- _Work to complete_
Print the records exactly as they are written.

- _Provided data_
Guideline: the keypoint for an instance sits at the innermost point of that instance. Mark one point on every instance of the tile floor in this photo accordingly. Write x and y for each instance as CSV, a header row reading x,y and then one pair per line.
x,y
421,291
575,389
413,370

- _Solved problem_
Guideline: the keypoint for an instance sits at the innermost point of that instance. Mark one point on every instance of the tile floor in this photo accordingly. Write x and y for each instance as CSV, a header row reading x,y and then one pair per line.
x,y
421,291
575,389
413,370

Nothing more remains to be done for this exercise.